WHAT YOU HAVE TO DO
Starting at the line containing "536, row 374." and ending at the line containing "column 433, row 118" in the listing below, convert those lines into a JSON list of strings, one string per line, with blank lines omitted.

- - - -

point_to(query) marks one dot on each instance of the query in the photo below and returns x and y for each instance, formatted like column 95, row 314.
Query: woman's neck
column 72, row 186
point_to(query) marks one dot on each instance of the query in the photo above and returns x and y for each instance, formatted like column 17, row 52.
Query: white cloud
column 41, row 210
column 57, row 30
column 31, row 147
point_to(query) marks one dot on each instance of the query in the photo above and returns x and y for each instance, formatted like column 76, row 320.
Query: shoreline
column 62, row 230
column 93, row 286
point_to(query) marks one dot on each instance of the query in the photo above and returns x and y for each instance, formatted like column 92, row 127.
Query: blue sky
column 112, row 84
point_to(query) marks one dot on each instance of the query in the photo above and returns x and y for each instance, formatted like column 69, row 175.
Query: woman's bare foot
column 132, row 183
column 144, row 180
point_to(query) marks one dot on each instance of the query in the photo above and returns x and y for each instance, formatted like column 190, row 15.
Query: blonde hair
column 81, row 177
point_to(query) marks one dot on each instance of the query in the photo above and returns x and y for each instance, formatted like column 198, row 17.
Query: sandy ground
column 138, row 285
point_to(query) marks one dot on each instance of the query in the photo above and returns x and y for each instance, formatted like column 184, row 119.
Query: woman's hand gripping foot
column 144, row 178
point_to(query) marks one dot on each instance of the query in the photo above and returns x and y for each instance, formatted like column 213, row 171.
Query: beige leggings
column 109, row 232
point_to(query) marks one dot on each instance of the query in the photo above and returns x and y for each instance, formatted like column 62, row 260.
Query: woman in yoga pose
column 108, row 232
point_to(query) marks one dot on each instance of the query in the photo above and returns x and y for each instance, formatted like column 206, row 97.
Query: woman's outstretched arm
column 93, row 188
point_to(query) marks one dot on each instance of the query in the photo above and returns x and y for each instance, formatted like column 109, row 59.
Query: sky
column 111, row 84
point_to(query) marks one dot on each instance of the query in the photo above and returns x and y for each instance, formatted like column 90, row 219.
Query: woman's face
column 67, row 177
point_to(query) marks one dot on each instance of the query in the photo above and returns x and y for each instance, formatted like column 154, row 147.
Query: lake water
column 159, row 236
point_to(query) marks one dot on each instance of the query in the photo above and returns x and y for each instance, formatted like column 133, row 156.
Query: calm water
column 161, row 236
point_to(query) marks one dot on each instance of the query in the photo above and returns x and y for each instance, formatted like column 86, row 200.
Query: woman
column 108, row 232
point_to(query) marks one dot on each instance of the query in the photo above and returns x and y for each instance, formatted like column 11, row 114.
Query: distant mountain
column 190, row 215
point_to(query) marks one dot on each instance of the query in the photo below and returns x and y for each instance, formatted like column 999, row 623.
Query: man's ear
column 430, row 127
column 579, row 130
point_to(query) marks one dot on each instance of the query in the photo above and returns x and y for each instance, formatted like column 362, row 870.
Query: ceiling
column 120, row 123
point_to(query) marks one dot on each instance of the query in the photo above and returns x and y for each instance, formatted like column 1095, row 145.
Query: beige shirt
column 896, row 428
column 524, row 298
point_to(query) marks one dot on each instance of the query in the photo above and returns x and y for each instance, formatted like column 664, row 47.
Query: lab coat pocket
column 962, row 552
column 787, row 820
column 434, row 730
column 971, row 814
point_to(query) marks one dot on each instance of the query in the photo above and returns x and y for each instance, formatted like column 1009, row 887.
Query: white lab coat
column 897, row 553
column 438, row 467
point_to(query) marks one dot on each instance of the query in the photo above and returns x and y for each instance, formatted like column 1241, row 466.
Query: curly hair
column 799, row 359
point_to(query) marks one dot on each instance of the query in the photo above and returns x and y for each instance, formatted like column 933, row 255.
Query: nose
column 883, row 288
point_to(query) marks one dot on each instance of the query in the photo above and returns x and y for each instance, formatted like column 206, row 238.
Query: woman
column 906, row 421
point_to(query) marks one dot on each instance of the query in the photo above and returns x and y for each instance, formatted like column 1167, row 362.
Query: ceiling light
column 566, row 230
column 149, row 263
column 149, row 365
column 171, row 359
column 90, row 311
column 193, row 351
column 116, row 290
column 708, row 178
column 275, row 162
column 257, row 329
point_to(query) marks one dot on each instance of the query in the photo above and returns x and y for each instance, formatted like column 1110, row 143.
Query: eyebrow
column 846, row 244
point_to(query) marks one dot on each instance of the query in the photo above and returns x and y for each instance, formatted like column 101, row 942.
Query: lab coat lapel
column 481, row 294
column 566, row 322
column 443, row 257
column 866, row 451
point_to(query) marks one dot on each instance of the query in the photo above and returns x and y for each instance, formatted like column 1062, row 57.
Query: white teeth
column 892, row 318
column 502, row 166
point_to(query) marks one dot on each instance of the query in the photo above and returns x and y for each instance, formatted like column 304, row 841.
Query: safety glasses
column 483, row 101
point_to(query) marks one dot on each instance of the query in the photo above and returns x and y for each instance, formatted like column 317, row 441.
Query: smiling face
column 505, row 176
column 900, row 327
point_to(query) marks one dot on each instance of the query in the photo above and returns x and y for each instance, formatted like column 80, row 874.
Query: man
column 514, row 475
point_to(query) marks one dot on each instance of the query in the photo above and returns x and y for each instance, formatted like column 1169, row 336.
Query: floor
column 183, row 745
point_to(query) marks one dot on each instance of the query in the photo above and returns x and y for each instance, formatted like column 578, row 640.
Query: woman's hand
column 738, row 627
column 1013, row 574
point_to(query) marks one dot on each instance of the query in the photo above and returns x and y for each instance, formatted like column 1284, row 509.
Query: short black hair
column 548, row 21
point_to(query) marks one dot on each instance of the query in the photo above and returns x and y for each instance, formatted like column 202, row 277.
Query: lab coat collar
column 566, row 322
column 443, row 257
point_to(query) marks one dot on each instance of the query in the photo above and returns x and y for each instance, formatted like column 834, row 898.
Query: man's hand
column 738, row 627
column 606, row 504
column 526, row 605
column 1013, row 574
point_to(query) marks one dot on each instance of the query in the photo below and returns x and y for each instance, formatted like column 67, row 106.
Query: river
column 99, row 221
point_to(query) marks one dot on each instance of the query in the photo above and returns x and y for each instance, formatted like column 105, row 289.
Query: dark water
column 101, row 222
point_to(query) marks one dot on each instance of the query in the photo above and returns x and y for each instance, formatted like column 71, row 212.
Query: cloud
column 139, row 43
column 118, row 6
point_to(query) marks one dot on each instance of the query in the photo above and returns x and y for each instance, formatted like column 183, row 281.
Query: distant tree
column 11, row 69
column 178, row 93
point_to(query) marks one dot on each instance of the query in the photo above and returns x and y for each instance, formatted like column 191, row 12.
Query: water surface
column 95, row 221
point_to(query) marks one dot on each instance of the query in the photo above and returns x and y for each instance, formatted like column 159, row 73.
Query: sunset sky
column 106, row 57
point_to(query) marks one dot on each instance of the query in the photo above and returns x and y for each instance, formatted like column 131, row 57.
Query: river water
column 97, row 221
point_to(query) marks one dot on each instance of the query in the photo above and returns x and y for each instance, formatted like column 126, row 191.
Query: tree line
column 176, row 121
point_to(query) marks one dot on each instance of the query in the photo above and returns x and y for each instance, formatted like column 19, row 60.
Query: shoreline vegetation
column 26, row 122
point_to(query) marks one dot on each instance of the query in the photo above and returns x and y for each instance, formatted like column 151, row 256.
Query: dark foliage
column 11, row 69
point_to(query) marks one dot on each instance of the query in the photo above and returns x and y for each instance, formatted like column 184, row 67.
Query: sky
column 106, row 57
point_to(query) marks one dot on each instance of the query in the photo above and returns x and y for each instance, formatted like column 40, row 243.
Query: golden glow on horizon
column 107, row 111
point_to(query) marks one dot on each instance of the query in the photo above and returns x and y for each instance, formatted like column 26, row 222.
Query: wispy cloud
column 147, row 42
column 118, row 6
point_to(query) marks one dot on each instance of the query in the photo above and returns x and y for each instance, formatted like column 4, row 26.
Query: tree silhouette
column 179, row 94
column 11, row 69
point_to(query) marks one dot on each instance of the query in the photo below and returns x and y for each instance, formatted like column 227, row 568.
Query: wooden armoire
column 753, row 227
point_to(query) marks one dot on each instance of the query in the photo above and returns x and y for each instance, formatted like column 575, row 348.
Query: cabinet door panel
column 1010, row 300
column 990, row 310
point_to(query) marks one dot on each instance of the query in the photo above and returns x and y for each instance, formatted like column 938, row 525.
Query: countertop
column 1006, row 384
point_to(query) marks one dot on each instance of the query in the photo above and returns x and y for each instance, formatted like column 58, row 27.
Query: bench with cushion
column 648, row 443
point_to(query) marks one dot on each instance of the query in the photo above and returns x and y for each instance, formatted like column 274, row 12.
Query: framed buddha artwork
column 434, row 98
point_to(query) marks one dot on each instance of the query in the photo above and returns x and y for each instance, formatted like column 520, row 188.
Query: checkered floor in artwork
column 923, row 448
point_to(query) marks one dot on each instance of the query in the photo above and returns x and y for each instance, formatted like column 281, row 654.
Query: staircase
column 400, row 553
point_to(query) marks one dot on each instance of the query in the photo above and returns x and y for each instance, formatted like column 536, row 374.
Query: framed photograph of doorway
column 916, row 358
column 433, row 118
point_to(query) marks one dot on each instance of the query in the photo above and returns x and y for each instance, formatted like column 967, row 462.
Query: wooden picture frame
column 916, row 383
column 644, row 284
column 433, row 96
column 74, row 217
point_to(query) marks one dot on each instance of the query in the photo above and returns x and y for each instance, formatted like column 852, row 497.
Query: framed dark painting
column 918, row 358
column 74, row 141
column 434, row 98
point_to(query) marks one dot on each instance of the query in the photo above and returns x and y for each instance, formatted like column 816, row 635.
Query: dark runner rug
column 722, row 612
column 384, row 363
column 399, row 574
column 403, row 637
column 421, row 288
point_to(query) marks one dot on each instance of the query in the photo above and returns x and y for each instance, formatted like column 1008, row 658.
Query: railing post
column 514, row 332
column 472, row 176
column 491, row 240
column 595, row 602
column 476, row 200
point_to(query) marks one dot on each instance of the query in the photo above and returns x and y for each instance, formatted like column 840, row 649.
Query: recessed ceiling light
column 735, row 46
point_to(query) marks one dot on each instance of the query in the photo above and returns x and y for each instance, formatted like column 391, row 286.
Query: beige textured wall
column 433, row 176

- - - -

PROBLEM SOLUTION
[
  "point_to(query) marks one dot on each instance of the query in the photo above and returns x and y for each instance, formatted like column 536, row 374.",
  "Query: framed photograph of doorway",
  "column 916, row 358",
  "column 433, row 118"
]